* BRIEF
Copy the result of filtering the entries below for lines that include the string "sleeve".

* SUPPLIED MATERIAL
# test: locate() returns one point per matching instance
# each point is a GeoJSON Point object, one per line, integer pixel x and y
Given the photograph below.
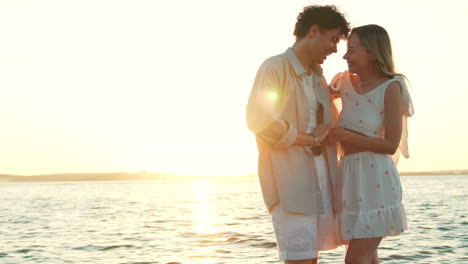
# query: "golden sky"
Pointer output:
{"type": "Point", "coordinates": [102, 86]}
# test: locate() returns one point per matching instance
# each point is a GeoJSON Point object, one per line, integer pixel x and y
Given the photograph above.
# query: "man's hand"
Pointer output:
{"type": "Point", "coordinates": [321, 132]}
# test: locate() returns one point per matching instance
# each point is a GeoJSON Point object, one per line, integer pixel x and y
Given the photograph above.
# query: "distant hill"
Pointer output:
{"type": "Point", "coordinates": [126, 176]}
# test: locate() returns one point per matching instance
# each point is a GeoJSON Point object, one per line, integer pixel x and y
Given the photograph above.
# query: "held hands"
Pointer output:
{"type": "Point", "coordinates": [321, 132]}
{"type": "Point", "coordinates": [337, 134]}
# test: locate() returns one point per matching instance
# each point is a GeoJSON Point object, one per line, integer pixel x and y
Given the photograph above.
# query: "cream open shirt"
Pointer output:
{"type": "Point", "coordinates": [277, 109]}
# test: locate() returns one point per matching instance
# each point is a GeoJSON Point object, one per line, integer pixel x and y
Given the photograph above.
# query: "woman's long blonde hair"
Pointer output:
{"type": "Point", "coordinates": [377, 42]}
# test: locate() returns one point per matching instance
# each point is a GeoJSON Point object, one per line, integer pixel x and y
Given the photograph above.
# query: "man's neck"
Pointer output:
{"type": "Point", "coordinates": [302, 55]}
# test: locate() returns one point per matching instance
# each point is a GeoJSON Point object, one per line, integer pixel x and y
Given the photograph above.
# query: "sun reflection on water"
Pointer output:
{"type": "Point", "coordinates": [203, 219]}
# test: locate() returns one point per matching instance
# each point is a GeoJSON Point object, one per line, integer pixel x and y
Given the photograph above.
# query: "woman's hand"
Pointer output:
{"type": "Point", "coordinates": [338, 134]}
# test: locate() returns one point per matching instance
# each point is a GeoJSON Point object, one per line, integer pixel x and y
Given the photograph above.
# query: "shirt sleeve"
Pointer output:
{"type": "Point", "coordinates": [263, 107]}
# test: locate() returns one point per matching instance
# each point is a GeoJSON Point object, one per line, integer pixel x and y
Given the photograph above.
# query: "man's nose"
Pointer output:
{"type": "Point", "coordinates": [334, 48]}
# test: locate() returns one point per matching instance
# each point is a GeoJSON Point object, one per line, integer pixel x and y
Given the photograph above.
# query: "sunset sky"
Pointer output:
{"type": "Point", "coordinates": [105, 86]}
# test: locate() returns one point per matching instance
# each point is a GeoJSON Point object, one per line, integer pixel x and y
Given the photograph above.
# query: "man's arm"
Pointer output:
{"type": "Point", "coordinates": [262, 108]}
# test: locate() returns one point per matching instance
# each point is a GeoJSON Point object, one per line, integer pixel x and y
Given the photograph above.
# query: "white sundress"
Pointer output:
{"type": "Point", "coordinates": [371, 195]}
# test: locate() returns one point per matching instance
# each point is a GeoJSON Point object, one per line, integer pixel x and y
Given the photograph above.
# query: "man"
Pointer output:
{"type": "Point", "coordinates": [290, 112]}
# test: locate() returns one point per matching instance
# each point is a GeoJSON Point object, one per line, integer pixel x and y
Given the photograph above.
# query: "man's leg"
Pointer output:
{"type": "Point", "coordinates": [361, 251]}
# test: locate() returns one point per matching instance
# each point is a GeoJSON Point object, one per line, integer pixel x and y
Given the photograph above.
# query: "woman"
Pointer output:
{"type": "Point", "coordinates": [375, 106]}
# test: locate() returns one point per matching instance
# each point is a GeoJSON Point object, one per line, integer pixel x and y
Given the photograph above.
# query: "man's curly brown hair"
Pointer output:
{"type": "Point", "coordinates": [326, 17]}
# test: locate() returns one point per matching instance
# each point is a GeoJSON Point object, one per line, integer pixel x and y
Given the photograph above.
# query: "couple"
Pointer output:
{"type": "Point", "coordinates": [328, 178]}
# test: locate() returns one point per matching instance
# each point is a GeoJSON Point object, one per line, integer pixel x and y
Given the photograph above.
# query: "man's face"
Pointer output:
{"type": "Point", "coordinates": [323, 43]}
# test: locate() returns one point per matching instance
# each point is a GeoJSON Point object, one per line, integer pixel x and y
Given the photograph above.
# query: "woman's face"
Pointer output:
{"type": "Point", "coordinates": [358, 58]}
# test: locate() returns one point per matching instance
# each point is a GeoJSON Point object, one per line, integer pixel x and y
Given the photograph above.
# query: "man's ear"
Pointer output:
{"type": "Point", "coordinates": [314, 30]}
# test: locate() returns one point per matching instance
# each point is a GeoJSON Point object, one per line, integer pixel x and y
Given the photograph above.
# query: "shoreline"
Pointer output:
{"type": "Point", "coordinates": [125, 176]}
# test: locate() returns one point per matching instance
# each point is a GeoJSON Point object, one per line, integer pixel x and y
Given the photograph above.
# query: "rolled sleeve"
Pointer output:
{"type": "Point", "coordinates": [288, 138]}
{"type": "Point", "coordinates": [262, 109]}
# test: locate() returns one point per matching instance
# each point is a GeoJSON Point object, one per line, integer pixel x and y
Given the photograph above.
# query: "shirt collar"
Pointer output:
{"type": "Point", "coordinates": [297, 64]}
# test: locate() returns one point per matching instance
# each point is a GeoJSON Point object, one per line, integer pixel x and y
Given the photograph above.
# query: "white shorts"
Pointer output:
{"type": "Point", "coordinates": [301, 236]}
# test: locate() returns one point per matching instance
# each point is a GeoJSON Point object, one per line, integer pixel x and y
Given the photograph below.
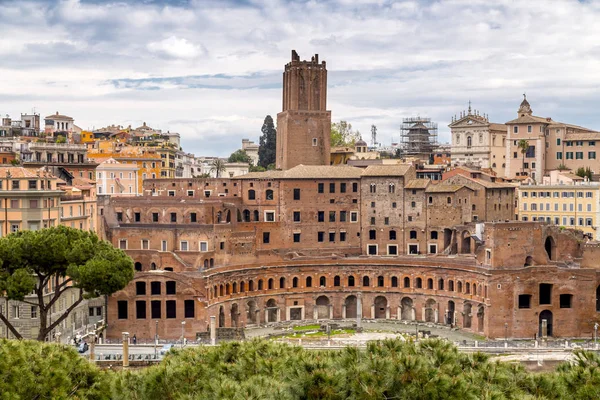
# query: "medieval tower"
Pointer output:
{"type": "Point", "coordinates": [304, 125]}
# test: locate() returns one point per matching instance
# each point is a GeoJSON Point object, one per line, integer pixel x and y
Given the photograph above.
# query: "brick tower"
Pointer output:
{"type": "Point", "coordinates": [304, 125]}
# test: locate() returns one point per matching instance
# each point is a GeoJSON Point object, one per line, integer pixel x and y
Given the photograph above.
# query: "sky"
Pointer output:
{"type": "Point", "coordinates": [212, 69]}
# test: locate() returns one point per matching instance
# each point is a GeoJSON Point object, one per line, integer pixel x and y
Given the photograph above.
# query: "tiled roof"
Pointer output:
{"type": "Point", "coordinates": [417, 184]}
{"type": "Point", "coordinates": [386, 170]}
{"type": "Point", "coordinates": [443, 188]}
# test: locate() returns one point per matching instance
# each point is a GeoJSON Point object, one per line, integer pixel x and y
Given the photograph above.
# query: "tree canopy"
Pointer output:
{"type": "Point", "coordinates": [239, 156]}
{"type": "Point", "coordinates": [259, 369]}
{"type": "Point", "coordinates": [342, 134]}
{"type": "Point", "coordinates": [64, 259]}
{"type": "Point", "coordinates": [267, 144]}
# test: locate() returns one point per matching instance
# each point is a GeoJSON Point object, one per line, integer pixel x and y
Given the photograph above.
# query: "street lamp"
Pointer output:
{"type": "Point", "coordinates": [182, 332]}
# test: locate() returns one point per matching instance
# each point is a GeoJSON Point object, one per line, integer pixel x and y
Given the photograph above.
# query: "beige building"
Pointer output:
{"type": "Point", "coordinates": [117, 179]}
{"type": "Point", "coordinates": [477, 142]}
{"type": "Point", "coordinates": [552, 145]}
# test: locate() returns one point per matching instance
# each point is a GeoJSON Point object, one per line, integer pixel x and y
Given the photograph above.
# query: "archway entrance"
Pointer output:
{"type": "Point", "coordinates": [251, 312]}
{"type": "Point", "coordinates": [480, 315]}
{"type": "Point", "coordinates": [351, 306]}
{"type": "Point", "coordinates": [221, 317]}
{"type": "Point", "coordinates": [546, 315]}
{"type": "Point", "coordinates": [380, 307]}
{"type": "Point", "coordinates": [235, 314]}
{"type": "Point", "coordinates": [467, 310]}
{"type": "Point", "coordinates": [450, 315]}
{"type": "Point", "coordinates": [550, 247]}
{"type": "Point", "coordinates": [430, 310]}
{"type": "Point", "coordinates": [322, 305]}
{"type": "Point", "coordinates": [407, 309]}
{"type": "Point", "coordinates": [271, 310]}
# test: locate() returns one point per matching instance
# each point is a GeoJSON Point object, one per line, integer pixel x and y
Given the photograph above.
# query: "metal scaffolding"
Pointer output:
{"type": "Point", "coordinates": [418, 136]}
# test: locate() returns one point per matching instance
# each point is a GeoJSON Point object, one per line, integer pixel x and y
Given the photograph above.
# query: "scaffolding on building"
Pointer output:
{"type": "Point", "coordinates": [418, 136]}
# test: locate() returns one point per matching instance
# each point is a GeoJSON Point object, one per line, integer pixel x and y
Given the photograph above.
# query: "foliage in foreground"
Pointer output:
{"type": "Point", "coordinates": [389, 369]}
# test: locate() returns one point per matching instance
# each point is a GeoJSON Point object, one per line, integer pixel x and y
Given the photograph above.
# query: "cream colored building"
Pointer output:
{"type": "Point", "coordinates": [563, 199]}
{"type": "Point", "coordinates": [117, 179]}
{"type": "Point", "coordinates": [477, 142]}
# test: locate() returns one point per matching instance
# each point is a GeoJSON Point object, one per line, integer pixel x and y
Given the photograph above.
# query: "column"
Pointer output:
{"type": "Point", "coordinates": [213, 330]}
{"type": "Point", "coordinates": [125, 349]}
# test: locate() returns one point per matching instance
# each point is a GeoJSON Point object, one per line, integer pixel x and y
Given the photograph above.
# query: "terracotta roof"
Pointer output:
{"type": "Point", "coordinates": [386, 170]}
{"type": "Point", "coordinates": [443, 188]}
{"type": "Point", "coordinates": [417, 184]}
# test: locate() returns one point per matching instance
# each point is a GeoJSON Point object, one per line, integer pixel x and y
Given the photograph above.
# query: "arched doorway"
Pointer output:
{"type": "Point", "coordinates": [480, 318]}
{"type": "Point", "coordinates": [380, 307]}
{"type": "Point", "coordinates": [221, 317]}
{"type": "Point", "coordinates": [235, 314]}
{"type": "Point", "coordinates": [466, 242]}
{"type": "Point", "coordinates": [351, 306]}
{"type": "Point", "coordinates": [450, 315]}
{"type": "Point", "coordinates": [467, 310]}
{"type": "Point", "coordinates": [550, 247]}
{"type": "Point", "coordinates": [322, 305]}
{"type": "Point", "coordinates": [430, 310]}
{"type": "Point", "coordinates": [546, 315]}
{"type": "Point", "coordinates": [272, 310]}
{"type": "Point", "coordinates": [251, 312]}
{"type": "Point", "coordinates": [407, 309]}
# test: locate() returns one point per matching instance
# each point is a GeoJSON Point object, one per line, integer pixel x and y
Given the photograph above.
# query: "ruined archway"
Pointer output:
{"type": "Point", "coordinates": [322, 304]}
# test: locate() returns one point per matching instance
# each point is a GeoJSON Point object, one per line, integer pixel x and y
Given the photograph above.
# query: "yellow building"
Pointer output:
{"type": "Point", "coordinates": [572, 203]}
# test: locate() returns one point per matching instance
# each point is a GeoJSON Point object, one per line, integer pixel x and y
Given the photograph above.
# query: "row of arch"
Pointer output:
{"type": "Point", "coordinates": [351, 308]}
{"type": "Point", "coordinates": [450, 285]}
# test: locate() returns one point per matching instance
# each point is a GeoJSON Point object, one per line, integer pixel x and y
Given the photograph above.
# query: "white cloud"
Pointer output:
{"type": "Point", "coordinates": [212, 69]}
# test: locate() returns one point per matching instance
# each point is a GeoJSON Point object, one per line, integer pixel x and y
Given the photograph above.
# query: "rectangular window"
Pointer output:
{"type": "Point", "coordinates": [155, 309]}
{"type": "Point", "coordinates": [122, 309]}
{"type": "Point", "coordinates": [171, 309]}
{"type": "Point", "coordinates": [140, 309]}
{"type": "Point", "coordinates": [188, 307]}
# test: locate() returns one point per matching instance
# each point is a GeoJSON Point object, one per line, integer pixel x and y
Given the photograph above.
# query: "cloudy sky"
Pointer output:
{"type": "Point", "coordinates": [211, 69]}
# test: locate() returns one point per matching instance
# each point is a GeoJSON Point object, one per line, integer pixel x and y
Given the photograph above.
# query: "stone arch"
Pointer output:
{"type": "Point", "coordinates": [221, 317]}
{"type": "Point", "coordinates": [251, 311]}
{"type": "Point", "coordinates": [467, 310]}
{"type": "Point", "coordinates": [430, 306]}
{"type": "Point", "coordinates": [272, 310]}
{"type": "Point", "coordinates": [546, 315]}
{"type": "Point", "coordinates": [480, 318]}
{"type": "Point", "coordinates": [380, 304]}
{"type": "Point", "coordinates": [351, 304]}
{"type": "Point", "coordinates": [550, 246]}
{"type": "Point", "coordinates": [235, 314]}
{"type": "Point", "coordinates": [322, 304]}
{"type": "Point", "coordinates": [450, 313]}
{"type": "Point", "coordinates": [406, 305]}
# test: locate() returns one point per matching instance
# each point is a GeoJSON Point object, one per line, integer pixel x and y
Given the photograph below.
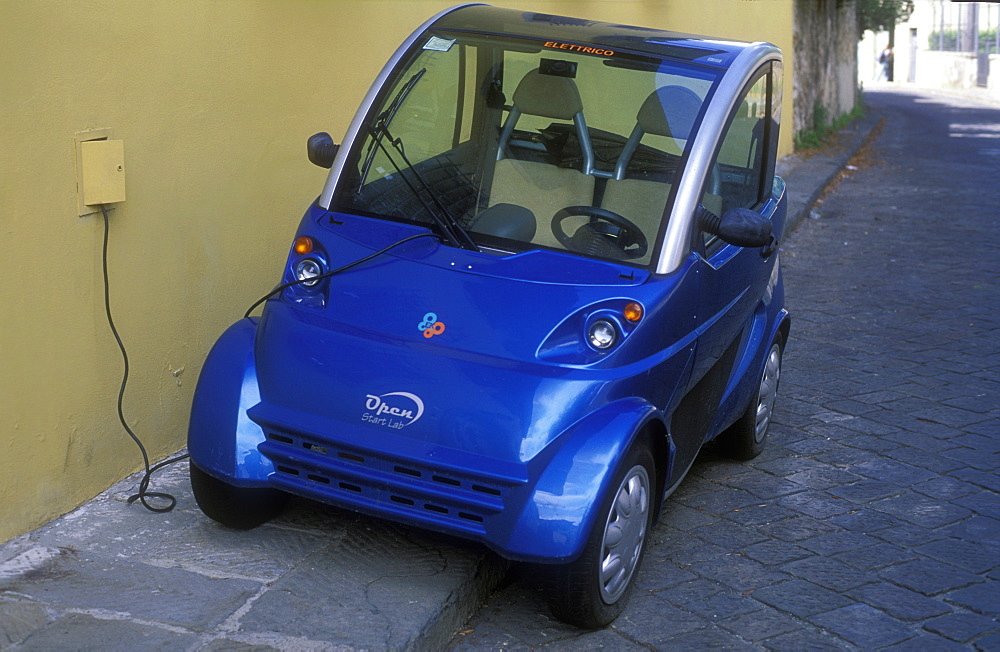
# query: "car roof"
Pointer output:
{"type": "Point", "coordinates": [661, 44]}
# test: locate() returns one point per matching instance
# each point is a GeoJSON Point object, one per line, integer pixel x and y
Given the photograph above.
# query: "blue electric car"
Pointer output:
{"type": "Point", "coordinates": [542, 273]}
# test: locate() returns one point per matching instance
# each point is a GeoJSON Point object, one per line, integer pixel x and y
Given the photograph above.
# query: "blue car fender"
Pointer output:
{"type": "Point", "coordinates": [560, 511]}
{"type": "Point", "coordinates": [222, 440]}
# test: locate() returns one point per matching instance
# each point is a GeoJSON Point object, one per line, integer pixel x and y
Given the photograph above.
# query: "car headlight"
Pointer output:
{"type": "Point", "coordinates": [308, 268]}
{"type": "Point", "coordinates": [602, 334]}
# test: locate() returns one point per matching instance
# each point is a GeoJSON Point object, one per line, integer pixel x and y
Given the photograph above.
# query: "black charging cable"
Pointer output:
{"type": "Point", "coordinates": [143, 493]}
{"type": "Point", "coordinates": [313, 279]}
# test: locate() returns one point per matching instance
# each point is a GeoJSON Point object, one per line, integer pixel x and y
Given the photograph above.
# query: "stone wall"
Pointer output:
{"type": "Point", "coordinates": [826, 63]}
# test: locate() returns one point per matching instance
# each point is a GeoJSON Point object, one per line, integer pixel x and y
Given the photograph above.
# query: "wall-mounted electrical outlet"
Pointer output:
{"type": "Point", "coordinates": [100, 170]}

* WRITTEN ANSWER
# query: "shirt sleeve"
# query: "rolled sleeve"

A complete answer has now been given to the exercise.